DIRECTIONS | Apart from the images, reproduce every record word for word.

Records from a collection
[Start of Attachment]

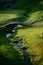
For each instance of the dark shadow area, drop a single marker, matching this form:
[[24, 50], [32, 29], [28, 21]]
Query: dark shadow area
[[16, 60]]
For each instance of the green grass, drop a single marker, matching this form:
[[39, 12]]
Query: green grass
[[9, 54], [35, 16], [31, 38]]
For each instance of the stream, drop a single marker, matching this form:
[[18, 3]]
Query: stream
[[19, 44]]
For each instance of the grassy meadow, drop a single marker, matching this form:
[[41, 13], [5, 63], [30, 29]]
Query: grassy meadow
[[31, 36]]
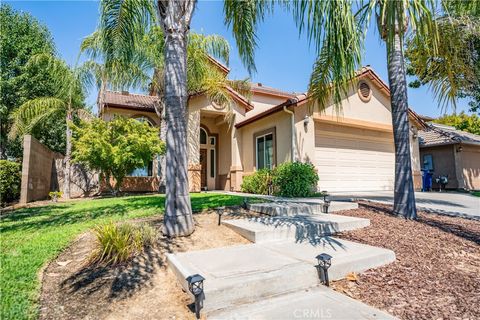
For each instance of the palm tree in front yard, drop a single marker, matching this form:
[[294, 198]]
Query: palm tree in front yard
[[181, 65], [337, 30], [68, 101]]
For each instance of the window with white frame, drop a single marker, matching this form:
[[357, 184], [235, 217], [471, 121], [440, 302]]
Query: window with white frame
[[264, 150], [428, 162]]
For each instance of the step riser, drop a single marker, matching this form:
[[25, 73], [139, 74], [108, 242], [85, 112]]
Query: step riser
[[292, 278], [294, 230], [293, 208]]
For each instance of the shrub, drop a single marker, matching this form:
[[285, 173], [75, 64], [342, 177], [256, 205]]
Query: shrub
[[257, 183], [55, 195], [10, 181], [117, 243], [294, 179]]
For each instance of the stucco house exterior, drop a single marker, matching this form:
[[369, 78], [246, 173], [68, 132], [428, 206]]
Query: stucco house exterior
[[352, 150], [446, 151]]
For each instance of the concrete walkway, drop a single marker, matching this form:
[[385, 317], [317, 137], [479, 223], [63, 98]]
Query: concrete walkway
[[317, 303], [245, 274], [447, 203]]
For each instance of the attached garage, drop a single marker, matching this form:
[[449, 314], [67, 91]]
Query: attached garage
[[353, 159]]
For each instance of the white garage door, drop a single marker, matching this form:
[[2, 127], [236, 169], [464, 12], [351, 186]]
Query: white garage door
[[350, 159]]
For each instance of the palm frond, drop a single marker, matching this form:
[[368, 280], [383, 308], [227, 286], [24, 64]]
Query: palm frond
[[243, 17], [32, 113], [334, 30]]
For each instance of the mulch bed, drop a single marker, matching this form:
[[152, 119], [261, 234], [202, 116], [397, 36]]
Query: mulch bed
[[437, 271]]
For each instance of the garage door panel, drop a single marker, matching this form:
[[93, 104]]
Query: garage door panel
[[354, 162]]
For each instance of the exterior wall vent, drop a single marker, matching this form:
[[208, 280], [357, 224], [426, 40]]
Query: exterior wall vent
[[364, 91]]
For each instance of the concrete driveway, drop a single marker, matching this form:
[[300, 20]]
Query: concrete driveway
[[448, 203]]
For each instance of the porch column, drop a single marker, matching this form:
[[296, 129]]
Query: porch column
[[194, 166], [236, 168]]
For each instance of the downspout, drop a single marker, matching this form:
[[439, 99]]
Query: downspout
[[292, 122]]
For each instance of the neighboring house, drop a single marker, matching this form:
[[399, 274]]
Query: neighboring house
[[447, 151], [352, 150]]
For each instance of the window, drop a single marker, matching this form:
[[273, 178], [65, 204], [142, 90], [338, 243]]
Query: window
[[146, 171], [212, 163], [428, 162], [143, 119], [264, 148], [203, 136]]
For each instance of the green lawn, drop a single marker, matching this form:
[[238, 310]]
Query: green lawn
[[32, 237]]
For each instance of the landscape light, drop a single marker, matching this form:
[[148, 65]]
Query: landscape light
[[195, 286], [324, 261], [220, 211]]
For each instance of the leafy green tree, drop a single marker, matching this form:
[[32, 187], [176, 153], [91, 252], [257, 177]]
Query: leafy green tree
[[336, 28], [453, 71], [115, 148], [462, 121], [21, 38], [66, 102]]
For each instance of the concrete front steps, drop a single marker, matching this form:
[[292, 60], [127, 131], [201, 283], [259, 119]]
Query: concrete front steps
[[302, 227], [244, 274], [292, 208], [315, 303]]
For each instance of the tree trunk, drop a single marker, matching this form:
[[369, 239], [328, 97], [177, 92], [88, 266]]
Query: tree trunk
[[175, 17], [68, 155], [404, 196]]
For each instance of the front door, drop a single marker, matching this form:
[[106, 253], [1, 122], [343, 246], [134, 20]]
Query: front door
[[203, 162]]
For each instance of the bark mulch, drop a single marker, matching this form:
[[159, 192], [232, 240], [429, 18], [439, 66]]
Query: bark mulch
[[437, 271]]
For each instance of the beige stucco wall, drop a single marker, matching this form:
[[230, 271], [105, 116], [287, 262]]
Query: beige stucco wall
[[281, 122], [470, 166], [443, 163], [262, 102]]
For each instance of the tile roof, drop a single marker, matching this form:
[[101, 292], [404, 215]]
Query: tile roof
[[437, 134], [260, 88], [130, 100]]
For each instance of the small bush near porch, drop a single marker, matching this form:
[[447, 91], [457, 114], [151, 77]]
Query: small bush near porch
[[289, 179], [31, 237]]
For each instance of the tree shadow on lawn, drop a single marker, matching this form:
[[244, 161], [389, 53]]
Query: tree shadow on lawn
[[59, 216], [434, 220]]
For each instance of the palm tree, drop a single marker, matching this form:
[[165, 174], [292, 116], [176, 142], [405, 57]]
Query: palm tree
[[68, 101], [146, 44], [337, 30]]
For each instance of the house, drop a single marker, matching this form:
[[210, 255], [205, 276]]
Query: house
[[446, 151], [352, 150]]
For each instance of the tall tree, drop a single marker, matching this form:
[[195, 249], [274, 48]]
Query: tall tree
[[67, 101], [337, 30], [22, 37], [148, 42]]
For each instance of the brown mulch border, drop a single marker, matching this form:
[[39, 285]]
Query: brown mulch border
[[437, 271]]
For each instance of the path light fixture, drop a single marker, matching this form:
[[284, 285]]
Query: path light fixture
[[326, 202], [220, 211], [195, 286], [324, 261], [245, 203]]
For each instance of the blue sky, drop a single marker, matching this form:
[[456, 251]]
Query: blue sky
[[284, 59]]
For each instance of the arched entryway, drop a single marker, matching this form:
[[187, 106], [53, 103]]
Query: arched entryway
[[208, 158]]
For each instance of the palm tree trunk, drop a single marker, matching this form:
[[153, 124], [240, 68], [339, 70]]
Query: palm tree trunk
[[175, 18], [68, 155], [404, 196]]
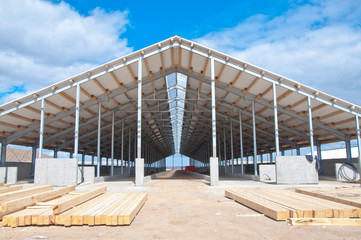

[End of Attachment]

EXERCISE RESPONSE |
For each instance of the dark shadow area, drop a single marker, matching this form:
[[24, 50], [32, 29], [28, 21]]
Query: dark shadow area
[[16, 60]]
For each instance of the green grass, drop a single marker, matching this form:
[[39, 12]]
Query: green grass
[[9, 54], [35, 16], [31, 38]]
For each instance of the stream, drop a single marker, matching this form:
[[18, 3]]
Query: stream
[[19, 44]]
For each instance of the grassy meadow, drop a single marker, matching this form:
[[41, 13], [5, 63], [30, 29]]
Query: grassy meadow
[[31, 36]]
For each instance of the palm tree in front yard, drop a single marker, matching this form:
[[294, 198]]
Query: palm tree in front yard
[[181, 65], [337, 30], [68, 101]]
For each instance of the window with white frame, drop a single marker, matching this form:
[[357, 184], [235, 217], [471, 121], [440, 302]]
Query: window with white frame
[[264, 150], [428, 162]]
For each instance of the step riser, drop a single marker, matching this form:
[[25, 73], [139, 74], [108, 242], [85, 112]]
Query: step riser
[[292, 278], [294, 230], [293, 208]]
For each instance of the shrub, drop a single marker, matching this form:
[[285, 173], [75, 64], [342, 177], [256, 205]]
Query: shrub
[[257, 183], [55, 195], [10, 181], [117, 243], [294, 179]]
For each instance of the stucco house exterior, drop a single marker, matching this form:
[[369, 78], [246, 173], [68, 132], [428, 206]]
Query: stucco house exterior
[[352, 150], [446, 151]]
For each instance of the concrete walkway, drop a single marker, matching this form:
[[385, 317], [317, 137], [479, 223], [63, 98]]
Query: concrete walkway
[[317, 303], [245, 274], [447, 203]]
For each instance of the attached garage, drop a single marker, matching this form:
[[449, 314], [67, 91]]
Query: attached garage
[[353, 159]]
For each instance of the white garage door, drop a single marker, matching this form:
[[2, 127], [236, 169], [464, 12], [351, 186]]
Query: white garage door
[[350, 159]]
For each instance of the palm frond, drop a single marker, matching this form:
[[368, 280], [383, 308], [227, 286], [24, 64]]
Query: palm frond
[[243, 17], [32, 113], [334, 30]]
For each instance of the mulch bed, drop a single marker, matching this form:
[[152, 119], [261, 234], [202, 116], [397, 36]]
Query: mulch bed
[[437, 271]]
For each instance of the garage door panel, drop a single marker, matching this form:
[[93, 104]]
Query: garage door panel
[[354, 162]]
For each instance of the exterior wall vent, drop a single marker, matching this form:
[[208, 280], [357, 224], [426, 40]]
Query: exterior wall vent
[[364, 91]]
For each instance of the concrete driveway, drop a single marker, matching this form:
[[300, 20]]
Query: concrete driveway
[[448, 203]]
For each instance of the porch column, drop a single marker, matching this form:
[[296, 129]]
Query: porch column
[[194, 166], [236, 168]]
For each instance of the downspout, drop a single marker, matching this form:
[[439, 99]]
Query: downspout
[[292, 122]]
For each instance of the neighboring house, drop a single marker, matching this form:
[[399, 274]]
Query: neighboring house
[[447, 151], [352, 150]]
For each instance of the window, drop a single marker, matching this form:
[[273, 178], [65, 204], [142, 90], [338, 243]]
Query: window
[[146, 171], [212, 163], [428, 162], [143, 119], [264, 148], [203, 136]]
For each instance of the green lawn, drop a single marker, matching this form:
[[238, 310]]
Query: green lawn
[[32, 237]]
For each instance of the landscape light, drop a single marker, matching this form:
[[148, 65]]
Query: landscape light
[[195, 286], [324, 261], [220, 211]]
For each instance of the leafy green tree, drop a single marker, matching this form:
[[32, 187], [176, 153], [91, 252], [257, 177]]
Query: leafy green tree
[[336, 28], [453, 71], [115, 148], [462, 121], [21, 38], [66, 102]]
For each instance of the concrete front steps, drop a single marker, matching this form:
[[292, 60], [127, 131], [201, 283], [259, 119]]
Query: concrete front steps
[[302, 227], [244, 274], [292, 208], [315, 303]]
For each instance of the tree trunk, drop a single marker, matching this form:
[[369, 239], [328, 97], [177, 92], [88, 266]]
Query: tree trunk
[[175, 17], [68, 155], [404, 196]]
For each instance of the front door, drop a single marker, matching this form:
[[106, 253], [1, 122], [343, 246], [134, 20]]
Query: front door
[[203, 162]]
For each instance of the bark mulch, drop a single marker, matching this form:
[[159, 192], [232, 240], [429, 18], [439, 66]]
Query: bark mulch
[[437, 271]]
For each instance of the beige stucco wall, drop a single marker, matching this form:
[[230, 271], [105, 116], [287, 262]]
Query: beige stucco wall
[[281, 122], [470, 166], [443, 163], [262, 102]]
For each instance of the tile roof, drop a single marker, matching this form:
[[101, 292], [404, 215]]
Query: tile roof
[[437, 134], [260, 88], [130, 100]]
For each instance of the small bush near porch, drop a single marker, matching this form:
[[447, 91], [457, 114], [151, 77]]
Query: small bush near porch
[[289, 179], [31, 237]]
For each instance of the tree shadow on lawn, drop a single marker, matching this form:
[[244, 161], [389, 53]]
Query: tree shadow on lawn
[[59, 216], [434, 220]]
For each instance of the palm tree, drop a single marker, matching this form:
[[165, 174], [292, 116], [176, 142], [405, 57]]
Query: palm tree
[[68, 101], [146, 44], [337, 30]]
For each instance of the house, drop a single marker, matching this form:
[[210, 255], [205, 276]]
Query: house
[[446, 151], [352, 150]]
For each instance of the tall tree, drop a single marker, matching this form:
[[195, 249], [274, 48]]
Query: tall tree
[[67, 101], [337, 30], [22, 37], [148, 42]]
For each instance of the brown mulch border, drop a single marker, matching this form:
[[39, 285]]
Query: brown mulch border
[[437, 271]]
For each instance of the path light fixture, drop a single marker, matching this form:
[[284, 285]]
Query: path light fixture
[[326, 202], [220, 211], [195, 286], [324, 261], [245, 203]]
For each instance of the blue sky, drop a single marker, matching this form:
[[456, 251]]
Query: blue sky
[[284, 59]]
For each instance of the arched entryway, drop a single marker, matching this form:
[[187, 106], [53, 103]]
Query: arched entryway
[[208, 158]]
For each instance of the palm tree trunk, drop a single marker, matching this form:
[[153, 124], [240, 68], [339, 70]]
Query: palm tree trunk
[[175, 18], [68, 155], [404, 196]]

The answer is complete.